• EXERCISE REQUIREMENTS: Rewrite the rows below as a numbered list with one line per number. Leave out any blank lines.
━━━━━ PROVIDED DATA
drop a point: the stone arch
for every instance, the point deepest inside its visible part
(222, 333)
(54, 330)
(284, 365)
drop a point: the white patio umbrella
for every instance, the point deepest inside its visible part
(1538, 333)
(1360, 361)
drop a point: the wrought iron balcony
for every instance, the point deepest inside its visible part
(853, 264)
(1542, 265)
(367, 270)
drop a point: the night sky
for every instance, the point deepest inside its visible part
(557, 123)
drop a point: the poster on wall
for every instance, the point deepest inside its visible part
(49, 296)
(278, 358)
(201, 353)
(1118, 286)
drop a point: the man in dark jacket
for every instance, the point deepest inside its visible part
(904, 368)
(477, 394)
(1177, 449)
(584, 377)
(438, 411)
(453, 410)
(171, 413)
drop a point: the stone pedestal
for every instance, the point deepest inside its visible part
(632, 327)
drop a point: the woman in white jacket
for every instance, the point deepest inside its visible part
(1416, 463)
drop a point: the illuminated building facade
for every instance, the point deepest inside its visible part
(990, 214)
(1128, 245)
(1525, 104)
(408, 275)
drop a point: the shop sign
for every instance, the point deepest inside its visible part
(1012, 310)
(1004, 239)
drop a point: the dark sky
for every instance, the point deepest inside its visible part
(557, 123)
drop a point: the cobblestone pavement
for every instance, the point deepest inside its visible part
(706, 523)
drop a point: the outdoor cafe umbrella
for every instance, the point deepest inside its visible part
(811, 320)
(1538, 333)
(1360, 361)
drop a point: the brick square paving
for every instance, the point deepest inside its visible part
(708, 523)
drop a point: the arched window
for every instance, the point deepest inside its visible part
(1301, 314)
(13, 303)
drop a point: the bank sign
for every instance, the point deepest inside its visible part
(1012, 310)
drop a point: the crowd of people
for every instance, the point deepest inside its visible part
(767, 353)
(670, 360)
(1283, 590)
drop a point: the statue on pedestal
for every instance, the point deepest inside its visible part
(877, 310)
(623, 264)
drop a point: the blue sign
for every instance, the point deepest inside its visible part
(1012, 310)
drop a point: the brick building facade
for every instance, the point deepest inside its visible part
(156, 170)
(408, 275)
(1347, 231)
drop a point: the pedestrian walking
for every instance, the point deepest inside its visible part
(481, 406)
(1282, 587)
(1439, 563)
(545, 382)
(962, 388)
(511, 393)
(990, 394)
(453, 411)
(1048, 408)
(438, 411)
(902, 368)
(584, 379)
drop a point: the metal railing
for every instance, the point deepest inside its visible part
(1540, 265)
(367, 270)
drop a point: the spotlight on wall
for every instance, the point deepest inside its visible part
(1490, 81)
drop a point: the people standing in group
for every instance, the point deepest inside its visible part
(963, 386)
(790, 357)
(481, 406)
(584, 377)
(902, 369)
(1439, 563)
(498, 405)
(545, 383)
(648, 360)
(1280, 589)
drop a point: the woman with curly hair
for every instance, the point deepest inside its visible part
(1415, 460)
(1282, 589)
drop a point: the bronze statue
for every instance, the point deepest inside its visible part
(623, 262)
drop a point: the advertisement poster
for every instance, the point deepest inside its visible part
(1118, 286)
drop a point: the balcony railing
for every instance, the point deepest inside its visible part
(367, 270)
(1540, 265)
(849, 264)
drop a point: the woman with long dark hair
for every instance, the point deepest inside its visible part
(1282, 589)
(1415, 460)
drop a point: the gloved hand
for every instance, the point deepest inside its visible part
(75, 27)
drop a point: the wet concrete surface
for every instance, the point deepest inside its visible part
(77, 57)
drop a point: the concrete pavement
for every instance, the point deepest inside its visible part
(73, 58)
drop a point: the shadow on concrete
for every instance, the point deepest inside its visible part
━━━━━━━━━━
• IN RESPONSE:
1. drop a point: the stone arch
2. for every instance, the point deepest inside its visible part
3. (222, 333)
4. (54, 330)
5. (284, 365)
6. drop a point: the white patio umbrella
7. for every instance, the point deepest inside its visible part
8. (1538, 333)
9. (1360, 361)
10. drop a point: the wrought iron balcony
11. for every instance, the point deepest inside its visible part
12. (853, 264)
13. (1542, 265)
14. (367, 270)
15. drop a point: the night sky
16. for every instance, the point deepest inside its visible part
17. (557, 123)
18. drop a point: the poster on wall
19. for every instance, the point deepest inside its visible part
20. (49, 296)
21. (278, 358)
22. (201, 353)
23. (1118, 286)
24. drop a point: the man in dark jacket
25. for every instance, the point deepest inside its visible part
26. (904, 368)
27. (477, 394)
28. (1177, 449)
29. (584, 377)
30. (438, 411)
31. (453, 410)
32. (171, 413)
33. drop a point: the stone pedestal
34. for every instance, the point deepest inside its visible part
35. (632, 327)
36. drop a point: the woman in white jacket
37. for every instance, the point deepest inside its visible part
38. (1416, 463)
39. drop a point: the illuminated building facade
40. for every instance, the point deepest inside its visible part
41. (990, 214)
42. (1128, 245)
43. (1525, 104)
44. (408, 275)
45. drop a point: the shop sign
46. for every instance, the point deepest inside its visible part
47. (1012, 310)
48. (1004, 239)
49. drop a point: the dark sky
50. for every instance, the point deepest inside its visible part
51. (557, 123)
52. drop a point: the cobblestone pavement
53. for every instance, the point deepest inside its visible part
54. (706, 523)
55. drop a point: the outdoor cafe umbrella
56. for every instance, the point deepest inside its visible part
57. (811, 320)
58. (1538, 333)
59. (1360, 361)
60. drop a point: the brick square paving
61. for every instance, the point deepest inside its visible part
62. (708, 523)
63. drop a point: the arched window
64. for every instance, the point deepest inside its visible part
65. (1301, 314)
66. (13, 303)
67. drop a point: the bank sign
68. for every instance, the point deepest inside its visible part
69. (1012, 310)
70. drop a point: the crowd of people
71. for every instance, the point deepest inside its visible part
72. (767, 353)
73. (670, 360)
74. (1283, 590)
75. drop a point: the statue on pedestal
76. for every instance, the point deepest inside its visible part
77. (877, 310)
78. (623, 264)
79. drop a point: the blue sign
80. for every instance, the point deepest inside its visible part
81. (1012, 310)
82. drop a point: the brick building facade
83. for every instance, the point deepest inside its visible part
84. (156, 170)
85. (408, 275)
86. (1347, 231)
87. drop a point: the pedestrian walking
88. for every instance, the point deepest inside its visible part
89. (481, 406)
90. (1282, 587)
91. (1439, 563)
92. (545, 382)
93. (962, 388)
94. (511, 393)
95. (990, 394)
96. (453, 411)
97. (1048, 408)
98. (438, 411)
99. (902, 368)
100. (584, 379)
101. drop a point: the metal railing
102. for every instance, the point deepest inside its visible part
103. (1540, 265)
104. (367, 270)
105. drop a point: the spotlight on wall
106. for every instance, the point deepest inside its visible part
107. (1490, 81)
108. drop a point: the people standing in group
109. for every instance, the point deepest inside its visible part
110. (963, 386)
111. (790, 357)
112. (481, 406)
113. (584, 377)
114. (902, 369)
115. (1439, 563)
116. (498, 405)
117. (545, 383)
118. (648, 360)
119. (1280, 589)
120. drop a point: the woman with curly hair
121. for every instance, the point deepest inside its visible part
122. (1415, 460)
123. (1282, 589)
124. drop a point: the bronze statue
125. for every instance, the point deepest inside its visible part
126. (623, 262)
127. drop a point: the advertisement poster
128. for every instance, the point deepest inside its visible part
129. (1118, 286)
130. drop a point: the balcony railing
131. for every instance, the point deepest inside its visible part
132. (367, 270)
133. (1540, 265)
134. (849, 264)
135. drop a point: the woman with long dark hair
136. for every instance, the point deepest inside its visible part
137. (1282, 589)
138. (1415, 460)
139. drop a point: the gloved hand
140. for every instance, the point deepest inside its visible part
141. (75, 27)
142. drop a point: the wet concrete surface
143. for every instance, the point deepest inside its visible part
144. (77, 57)
145. drop a point: the concrete pavement
146. for every instance, the point deepest inside its visible part
147. (73, 58)
148. drop a point: the shadow on concrete
149. for every instance, the point deepest inside its visible part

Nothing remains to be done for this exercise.